Required tasks:
1. In the biography of Antonio Cárdenas below, what degree did he earn in 1986, and from which school?
2. Repeat word for word the part of the biography of Antonio Cárdenas starting at "Cárdenas graduated from" and ending at "California, Santa Barbara.".
3. Write the next part of the biography of Antonio Cárdenas, picking up right after its last sentence.

Source:
Antonio Cárdenas ( ; born March 31, 1963) is an American politician who has served as the United States representative for California's 29th congressional district since January 2013.

A member of the Democratic Party, Cárdenas was previously a member of the Los Angeles City Council, representing the Sixth Council District, which covers parts of the northeast San Fernando Valley, including Arleta, Pacoima, Sun Valley, North Hollywood, Panorama City, Van Nuys, and Lake Balboa.

Cárdenas was elected to the California State Assembly for three consecutive terms and chaired the budget committee. He was elected to the Los Angeles City Council in 2003 and reelected in 2007 and 2011. Cárdenas was elected to Congress in 2012 and has been reelected every two years since.

Early life and education
Cárdenas was born on March 31, 1963, in Pacoima, Los Angeles. He is one of 11 children of Andrés Cárdenas and María Quezada, who immigrated to the United States shortly after marrying in Jalisco, Mexico, in 1946. Andrés Cárdenas was a farm worker near Stockton, California, before the family relocated to Pacoima in 1954.

Cárdenas graduated from San Fernando High School in the northeast San Fernando Valley. In 1986, he earned a Bachelor of Arts degree in electrical engineering from the University of California, Santa Barbara.

California State Assembly

Elections
In 1996, Cárdenas ran for California's 39th State Assembly district after Democratic incumbent Richard Katz decided not to run for reelection. He defeated Republican Ollie McCaulley 72%-28%. In 1998, he was reelected with 87% of the vote. In 2000, he was reelected to a third term with 78% of the vote.

Tenure
Cárdenas's state reforms brought 78,000 new classroom seats and 15 playgrounds throughout Los Angeles. He also secured more than $650 million for new school construction. He authored legislation that reformed California's gang prevention and intervention programs and teamed up with fellow Democrat Adam Schiff to create the Schiff-Cárdenas Juvenile Justice Crime Prevention Act.

Committee assignments
Energy and Commerce

Los Angeles City Council

Elections

In 2002, Cárdenas ran for the Los Angeles City Council's 2nd district. Wendy Greuel defeated him 50.4%-49.6%, a difference of 225 votes. In 2003, he ran for the City Council's 6th district. He defeated Jose Roy Garcia 69%-31%. In 2007, he was reelected with 66% of the vote. In 2011, he was reelected to a third term with 58% of the vote.

Given information:
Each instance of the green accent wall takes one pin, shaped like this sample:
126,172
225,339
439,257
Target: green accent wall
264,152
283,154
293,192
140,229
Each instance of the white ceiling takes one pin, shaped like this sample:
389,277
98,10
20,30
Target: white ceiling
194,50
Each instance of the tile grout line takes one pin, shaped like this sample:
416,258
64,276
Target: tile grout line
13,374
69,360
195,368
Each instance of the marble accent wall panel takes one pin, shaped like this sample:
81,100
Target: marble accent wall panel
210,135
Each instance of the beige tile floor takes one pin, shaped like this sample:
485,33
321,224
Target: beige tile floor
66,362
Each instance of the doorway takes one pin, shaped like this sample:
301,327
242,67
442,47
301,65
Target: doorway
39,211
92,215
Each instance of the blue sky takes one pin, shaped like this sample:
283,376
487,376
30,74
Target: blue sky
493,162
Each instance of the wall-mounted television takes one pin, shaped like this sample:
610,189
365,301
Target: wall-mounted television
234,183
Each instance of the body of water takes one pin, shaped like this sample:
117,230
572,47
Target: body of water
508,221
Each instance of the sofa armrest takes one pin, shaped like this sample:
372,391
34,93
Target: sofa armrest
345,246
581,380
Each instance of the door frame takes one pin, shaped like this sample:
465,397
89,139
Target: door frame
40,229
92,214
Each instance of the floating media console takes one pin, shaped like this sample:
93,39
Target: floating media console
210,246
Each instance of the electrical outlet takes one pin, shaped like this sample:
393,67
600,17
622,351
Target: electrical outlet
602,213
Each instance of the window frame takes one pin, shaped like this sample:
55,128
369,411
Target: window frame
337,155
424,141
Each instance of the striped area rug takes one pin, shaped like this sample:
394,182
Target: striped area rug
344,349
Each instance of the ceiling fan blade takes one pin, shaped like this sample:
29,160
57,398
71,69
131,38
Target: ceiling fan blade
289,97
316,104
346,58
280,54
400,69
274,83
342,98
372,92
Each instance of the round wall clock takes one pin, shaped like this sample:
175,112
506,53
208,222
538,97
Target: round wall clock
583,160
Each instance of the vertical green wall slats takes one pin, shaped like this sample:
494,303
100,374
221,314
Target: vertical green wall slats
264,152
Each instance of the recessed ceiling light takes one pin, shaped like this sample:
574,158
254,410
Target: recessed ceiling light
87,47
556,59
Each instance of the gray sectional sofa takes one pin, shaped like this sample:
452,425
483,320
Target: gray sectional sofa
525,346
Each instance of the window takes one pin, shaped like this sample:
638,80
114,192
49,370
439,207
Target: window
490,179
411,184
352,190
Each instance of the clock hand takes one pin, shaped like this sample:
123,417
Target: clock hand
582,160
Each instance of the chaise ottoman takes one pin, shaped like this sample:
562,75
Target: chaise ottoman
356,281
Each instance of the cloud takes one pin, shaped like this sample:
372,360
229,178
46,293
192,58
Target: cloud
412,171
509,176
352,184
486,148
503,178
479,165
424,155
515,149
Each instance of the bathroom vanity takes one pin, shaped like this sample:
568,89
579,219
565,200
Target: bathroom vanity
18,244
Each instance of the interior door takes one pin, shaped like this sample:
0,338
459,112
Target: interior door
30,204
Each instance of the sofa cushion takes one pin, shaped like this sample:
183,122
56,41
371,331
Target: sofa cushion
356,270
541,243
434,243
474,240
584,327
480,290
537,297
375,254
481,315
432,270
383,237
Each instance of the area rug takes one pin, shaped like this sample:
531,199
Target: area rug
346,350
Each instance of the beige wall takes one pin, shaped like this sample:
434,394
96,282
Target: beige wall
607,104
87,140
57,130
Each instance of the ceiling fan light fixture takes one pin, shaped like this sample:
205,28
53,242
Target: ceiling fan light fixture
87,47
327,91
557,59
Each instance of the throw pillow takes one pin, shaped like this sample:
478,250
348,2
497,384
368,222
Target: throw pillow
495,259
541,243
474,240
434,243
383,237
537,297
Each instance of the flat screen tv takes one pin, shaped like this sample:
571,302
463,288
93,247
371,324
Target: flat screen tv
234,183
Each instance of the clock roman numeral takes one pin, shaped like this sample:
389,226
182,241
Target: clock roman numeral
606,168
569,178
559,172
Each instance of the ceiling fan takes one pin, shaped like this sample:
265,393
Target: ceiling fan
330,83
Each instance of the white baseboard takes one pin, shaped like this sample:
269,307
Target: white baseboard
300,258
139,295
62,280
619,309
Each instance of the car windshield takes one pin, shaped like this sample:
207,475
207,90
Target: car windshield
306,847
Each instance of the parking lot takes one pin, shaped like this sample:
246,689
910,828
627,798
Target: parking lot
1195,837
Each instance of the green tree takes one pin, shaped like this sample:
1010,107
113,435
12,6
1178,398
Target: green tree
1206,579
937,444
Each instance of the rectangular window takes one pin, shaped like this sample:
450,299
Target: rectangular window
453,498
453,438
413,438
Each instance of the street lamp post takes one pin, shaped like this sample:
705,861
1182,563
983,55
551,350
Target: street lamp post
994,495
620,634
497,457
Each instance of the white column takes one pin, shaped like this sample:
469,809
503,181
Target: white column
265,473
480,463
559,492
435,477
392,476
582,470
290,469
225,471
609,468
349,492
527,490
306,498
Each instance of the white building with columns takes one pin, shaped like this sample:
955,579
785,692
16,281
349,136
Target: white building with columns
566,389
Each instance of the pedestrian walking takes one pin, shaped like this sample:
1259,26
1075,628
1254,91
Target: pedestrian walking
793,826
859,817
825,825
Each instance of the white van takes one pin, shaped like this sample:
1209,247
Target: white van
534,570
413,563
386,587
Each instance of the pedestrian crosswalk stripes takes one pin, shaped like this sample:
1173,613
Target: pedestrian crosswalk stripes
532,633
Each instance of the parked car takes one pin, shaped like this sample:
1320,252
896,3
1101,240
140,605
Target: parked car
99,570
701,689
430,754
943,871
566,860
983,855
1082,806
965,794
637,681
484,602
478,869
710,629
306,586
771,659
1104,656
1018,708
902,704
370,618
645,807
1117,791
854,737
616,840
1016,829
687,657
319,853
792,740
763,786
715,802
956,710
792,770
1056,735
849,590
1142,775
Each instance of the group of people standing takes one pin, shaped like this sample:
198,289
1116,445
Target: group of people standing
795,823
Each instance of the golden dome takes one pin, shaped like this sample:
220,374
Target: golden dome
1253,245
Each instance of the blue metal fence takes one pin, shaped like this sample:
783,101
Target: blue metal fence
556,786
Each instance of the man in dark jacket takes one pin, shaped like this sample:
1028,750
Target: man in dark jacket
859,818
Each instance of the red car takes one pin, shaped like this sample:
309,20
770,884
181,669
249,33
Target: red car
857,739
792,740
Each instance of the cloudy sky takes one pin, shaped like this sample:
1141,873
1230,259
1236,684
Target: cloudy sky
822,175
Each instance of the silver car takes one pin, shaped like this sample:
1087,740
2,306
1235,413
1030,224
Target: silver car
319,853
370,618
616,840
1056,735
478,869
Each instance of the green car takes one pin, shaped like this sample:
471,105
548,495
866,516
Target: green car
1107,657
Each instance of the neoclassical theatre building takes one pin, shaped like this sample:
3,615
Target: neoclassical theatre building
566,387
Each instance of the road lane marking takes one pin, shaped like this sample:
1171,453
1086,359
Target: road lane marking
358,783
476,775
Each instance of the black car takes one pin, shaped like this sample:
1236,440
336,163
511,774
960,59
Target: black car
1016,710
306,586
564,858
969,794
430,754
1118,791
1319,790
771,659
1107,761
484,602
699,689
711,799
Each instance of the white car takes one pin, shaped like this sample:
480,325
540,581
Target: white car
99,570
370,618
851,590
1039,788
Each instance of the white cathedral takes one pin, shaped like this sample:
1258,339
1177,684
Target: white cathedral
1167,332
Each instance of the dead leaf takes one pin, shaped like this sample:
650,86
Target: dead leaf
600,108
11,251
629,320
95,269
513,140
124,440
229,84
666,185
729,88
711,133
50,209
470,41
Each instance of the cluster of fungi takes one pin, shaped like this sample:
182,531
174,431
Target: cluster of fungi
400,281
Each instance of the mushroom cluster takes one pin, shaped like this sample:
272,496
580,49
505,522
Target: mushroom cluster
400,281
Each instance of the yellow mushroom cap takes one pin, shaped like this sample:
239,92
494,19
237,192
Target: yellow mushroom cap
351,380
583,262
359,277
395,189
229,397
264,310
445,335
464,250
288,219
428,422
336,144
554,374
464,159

Responses:
1. A Bachelor of Arts degree in electrical engineering from the University of California, Santa Barbara.

2.
Cárdenas graduated from San Fernando High School in the northeast San Fernando Valley. In 1986, he earned a Bachelor of Arts degree in electrical engineering from the University of California, Santa Barbara.

3.
Tenure
Cárdenas is an animal rights activist. He authored legislation that created Los Angeles's first Animal Cruelty Task Force, which arrests animal abusers. He supported the city's mandatory spay/neuter ordinance to reduce the number of stray and homeless animals.

Cárdenas strongly supported green energy. He proposed the Renewable Energy Portfolio Standard that established goals for the city's Department of Water and Power to obtain at least 20% of its energy from wind and solar. He also proposed a plan that would convert all of the city's taxis to be fuel-efficient by 2015.

As chair of the City's Ad Hoc Committee on Gang Violence and Youth Development, Cárdenas identified millions of dollars overlooked by the City to help keep kids off the streets, and reduced crime while reducing expenditures on crime abatement programs. As vice chair of the City's Public Safety Committee, he spearheaded the most comprehensive gang intervention model in the country. The Community-Based Gang Intervention Model standardized and defined the methods used by gang intervention workers to help stop violence in some of Los Angeles's most dangerous neighborhoods.

In 2012, Cárdenas passed amendments to the City's daytime curfew ordinance. The new policy eliminated fines of up to $500 that students were facing. It also reduced court visits for parents and students and gave students the opportunity to do community service to eliminate citations.

Committee assignments
Business Tax Reform (chair)
Energy and Natural Resources (chair)
Gang Violence and Youth Development (chair)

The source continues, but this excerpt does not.